### REQUIRED WORK
Copy out every line in the entries below that contains the word "white".

.....

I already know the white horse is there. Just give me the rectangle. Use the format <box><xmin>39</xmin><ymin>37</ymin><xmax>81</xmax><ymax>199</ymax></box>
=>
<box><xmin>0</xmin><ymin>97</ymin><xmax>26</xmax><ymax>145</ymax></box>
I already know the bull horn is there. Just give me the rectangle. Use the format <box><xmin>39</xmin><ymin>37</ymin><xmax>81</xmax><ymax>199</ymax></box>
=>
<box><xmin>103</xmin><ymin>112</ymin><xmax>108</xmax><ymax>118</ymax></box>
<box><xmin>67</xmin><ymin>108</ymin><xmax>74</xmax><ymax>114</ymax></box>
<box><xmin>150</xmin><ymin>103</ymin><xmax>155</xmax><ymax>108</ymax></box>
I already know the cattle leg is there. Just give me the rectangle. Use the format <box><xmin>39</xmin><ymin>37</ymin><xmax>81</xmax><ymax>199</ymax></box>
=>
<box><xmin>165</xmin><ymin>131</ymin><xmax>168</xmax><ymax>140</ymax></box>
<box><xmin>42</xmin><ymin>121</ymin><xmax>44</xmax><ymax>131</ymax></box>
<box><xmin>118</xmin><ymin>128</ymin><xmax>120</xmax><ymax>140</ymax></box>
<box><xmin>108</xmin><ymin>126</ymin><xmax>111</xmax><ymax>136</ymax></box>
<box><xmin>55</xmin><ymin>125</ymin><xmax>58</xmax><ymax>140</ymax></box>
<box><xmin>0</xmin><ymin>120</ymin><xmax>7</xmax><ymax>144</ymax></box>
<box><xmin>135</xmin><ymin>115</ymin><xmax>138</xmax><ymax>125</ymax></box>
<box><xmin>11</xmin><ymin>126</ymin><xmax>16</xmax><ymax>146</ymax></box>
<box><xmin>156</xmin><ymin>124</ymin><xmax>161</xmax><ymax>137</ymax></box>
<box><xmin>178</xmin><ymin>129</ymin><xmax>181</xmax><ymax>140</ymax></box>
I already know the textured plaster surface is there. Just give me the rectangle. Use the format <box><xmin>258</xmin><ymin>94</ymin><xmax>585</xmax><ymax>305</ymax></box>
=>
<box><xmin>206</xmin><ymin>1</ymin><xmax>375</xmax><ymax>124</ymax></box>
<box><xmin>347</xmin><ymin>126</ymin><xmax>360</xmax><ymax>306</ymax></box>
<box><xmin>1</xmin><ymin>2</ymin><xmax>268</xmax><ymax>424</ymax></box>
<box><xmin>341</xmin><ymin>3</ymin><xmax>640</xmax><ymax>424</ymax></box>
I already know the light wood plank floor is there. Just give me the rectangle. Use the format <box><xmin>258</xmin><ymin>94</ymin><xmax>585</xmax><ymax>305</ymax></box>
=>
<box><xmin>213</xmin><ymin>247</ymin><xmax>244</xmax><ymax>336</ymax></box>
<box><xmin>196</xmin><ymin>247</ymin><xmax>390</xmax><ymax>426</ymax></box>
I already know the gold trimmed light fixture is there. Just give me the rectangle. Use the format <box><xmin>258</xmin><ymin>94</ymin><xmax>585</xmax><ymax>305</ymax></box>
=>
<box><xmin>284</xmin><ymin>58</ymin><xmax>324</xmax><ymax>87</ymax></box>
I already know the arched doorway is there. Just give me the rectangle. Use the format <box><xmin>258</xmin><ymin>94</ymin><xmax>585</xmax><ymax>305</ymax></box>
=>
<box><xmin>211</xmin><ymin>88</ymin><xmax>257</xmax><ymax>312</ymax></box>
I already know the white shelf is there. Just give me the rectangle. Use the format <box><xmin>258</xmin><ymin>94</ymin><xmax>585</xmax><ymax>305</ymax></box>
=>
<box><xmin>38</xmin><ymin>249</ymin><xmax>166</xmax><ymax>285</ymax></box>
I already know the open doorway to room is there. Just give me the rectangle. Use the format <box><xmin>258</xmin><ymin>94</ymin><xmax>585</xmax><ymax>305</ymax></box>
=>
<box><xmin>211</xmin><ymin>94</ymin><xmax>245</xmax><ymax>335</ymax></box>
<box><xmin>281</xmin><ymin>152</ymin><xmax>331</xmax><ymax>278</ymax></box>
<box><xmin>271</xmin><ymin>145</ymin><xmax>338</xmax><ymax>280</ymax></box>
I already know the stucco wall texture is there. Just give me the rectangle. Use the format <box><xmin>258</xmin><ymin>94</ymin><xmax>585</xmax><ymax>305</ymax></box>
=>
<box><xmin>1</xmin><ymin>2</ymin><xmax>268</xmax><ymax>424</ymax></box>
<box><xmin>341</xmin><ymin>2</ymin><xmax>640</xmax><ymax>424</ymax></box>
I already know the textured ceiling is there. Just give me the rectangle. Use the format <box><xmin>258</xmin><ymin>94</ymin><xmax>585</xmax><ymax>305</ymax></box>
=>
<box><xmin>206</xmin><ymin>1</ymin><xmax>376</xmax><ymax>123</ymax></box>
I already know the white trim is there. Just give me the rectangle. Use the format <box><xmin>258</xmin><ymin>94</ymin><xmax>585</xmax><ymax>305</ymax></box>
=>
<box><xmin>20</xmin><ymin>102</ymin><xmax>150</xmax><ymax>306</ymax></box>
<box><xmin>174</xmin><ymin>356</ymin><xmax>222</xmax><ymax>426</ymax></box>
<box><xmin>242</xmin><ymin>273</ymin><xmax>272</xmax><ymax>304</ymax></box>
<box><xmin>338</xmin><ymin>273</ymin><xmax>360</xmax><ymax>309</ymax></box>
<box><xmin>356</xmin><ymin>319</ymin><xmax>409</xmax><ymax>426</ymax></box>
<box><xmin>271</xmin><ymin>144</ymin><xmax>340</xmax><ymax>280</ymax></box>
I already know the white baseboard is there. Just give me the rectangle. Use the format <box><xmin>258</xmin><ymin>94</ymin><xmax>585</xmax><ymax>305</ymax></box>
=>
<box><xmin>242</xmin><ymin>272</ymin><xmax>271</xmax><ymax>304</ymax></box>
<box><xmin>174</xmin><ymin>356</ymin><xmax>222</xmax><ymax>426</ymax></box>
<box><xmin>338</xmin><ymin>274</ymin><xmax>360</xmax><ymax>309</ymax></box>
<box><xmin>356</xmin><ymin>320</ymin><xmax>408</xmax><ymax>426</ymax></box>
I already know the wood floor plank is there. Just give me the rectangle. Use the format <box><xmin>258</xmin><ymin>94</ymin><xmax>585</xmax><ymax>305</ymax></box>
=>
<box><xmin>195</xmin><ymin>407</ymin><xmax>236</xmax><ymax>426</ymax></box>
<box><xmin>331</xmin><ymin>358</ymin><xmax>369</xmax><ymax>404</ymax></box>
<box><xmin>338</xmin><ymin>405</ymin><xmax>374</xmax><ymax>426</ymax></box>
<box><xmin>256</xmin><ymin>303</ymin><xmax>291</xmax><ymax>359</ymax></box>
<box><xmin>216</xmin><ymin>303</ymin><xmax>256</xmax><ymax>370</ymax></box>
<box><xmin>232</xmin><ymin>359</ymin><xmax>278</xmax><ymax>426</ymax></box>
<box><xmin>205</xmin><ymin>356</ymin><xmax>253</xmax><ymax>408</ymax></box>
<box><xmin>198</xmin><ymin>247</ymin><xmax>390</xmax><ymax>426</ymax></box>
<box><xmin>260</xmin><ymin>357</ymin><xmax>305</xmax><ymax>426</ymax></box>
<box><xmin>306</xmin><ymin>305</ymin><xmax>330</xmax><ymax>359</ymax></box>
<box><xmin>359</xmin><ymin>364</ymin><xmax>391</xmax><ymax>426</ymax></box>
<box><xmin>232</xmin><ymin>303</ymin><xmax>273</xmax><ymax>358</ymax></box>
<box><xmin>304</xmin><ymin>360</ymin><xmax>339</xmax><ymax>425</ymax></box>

.....

### RESULT BELOW
I already know the white horse is there. Just give me the rectangle. Use the format <box><xmin>39</xmin><ymin>37</ymin><xmax>81</xmax><ymax>199</ymax></box>
I already know the white shelf is there. Just give me the rectangle. Use the format <box><xmin>258</xmin><ymin>94</ymin><xmax>585</xmax><ymax>305</ymax></box>
I already know the white trim is there. Just give me the rectangle. Use the format <box><xmin>258</xmin><ymin>94</ymin><xmax>585</xmax><ymax>305</ymax></box>
I already know the white baseboard is there. Just give me the rectangle. Use the format <box><xmin>258</xmin><ymin>94</ymin><xmax>585</xmax><ymax>305</ymax></box>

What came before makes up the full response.